Instructions to follow - Count the lines in the listing below that contain the word "pavilion", and give only that number.

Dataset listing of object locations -

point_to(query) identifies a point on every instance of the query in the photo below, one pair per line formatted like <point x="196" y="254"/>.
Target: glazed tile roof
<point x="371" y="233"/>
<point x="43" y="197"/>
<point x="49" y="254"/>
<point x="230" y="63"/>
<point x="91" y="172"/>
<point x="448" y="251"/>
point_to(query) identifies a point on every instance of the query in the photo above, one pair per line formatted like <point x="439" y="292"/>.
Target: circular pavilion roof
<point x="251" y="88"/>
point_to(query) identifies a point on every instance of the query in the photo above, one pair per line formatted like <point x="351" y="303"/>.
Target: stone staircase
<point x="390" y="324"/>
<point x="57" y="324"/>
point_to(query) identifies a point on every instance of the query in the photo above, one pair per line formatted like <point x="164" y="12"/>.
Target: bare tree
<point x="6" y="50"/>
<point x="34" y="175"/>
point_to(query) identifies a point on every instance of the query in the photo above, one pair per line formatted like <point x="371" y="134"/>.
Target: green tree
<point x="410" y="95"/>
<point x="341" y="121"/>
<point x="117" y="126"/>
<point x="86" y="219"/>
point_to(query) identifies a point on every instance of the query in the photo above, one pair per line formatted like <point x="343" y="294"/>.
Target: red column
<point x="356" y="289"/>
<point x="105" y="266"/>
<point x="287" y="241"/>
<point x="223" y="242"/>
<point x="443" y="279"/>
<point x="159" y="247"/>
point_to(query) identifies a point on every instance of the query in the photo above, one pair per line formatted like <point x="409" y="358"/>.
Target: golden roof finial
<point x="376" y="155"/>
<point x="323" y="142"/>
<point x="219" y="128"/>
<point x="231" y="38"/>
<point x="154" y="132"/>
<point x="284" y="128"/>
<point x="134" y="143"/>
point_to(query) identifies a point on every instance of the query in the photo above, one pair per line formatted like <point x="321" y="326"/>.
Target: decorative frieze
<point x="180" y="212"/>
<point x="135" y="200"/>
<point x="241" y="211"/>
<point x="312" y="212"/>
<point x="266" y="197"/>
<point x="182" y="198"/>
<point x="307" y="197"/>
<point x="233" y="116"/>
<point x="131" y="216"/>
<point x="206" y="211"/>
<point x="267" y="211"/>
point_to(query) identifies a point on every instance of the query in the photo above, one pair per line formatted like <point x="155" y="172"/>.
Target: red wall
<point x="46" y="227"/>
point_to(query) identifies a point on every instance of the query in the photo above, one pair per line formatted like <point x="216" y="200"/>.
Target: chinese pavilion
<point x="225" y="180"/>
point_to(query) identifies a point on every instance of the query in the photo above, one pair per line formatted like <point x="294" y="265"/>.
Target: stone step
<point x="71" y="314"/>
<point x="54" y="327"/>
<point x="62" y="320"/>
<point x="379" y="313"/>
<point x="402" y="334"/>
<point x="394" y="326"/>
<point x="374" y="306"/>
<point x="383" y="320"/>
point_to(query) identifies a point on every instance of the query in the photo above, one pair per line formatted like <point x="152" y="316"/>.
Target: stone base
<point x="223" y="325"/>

Task result - 2